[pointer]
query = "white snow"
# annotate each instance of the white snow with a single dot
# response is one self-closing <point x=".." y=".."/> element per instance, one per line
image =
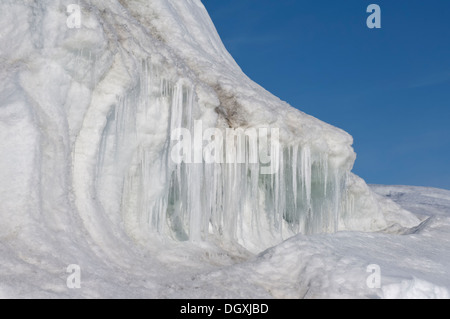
<point x="86" y="116"/>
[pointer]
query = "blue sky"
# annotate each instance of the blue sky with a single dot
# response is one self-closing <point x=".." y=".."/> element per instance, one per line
<point x="389" y="87"/>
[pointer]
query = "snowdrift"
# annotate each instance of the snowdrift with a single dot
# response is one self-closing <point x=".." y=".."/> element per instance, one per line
<point x="87" y="120"/>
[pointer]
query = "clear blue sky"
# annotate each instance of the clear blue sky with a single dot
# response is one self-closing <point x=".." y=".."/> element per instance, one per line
<point x="389" y="87"/>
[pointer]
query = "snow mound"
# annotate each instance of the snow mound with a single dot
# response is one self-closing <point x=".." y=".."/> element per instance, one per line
<point x="87" y="116"/>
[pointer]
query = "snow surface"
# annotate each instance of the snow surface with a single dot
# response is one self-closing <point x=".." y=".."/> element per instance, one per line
<point x="85" y="122"/>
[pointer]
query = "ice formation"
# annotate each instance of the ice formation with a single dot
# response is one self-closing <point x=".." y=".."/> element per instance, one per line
<point x="86" y="120"/>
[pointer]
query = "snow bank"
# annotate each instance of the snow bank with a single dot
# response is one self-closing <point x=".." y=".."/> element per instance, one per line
<point x="86" y="116"/>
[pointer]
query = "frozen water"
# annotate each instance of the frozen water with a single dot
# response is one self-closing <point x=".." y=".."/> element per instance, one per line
<point x="86" y="120"/>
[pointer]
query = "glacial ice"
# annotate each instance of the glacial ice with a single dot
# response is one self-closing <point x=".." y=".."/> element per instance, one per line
<point x="86" y="119"/>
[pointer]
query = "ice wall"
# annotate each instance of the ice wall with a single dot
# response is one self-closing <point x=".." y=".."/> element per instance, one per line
<point x="95" y="107"/>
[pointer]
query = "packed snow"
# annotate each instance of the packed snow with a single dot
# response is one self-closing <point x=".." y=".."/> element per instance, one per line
<point x="88" y="115"/>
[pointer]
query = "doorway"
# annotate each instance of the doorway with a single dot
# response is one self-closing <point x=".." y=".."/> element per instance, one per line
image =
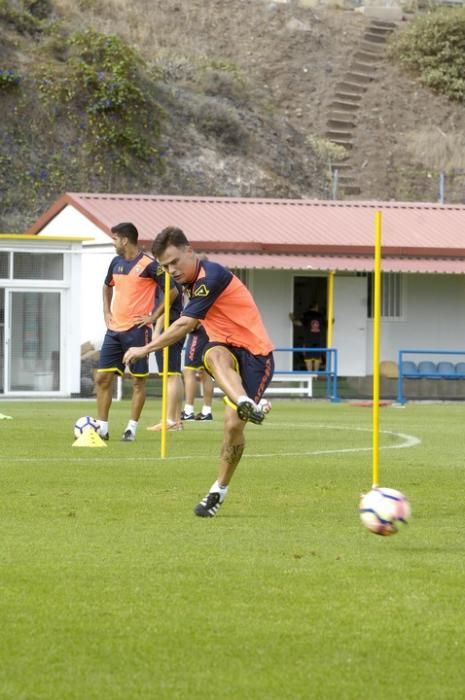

**Written problem**
Which lines in the items contain the word "surface"? Collect each one.

**Task output**
query = "snow surface"
# annotate each instance of the snow surface with a single dot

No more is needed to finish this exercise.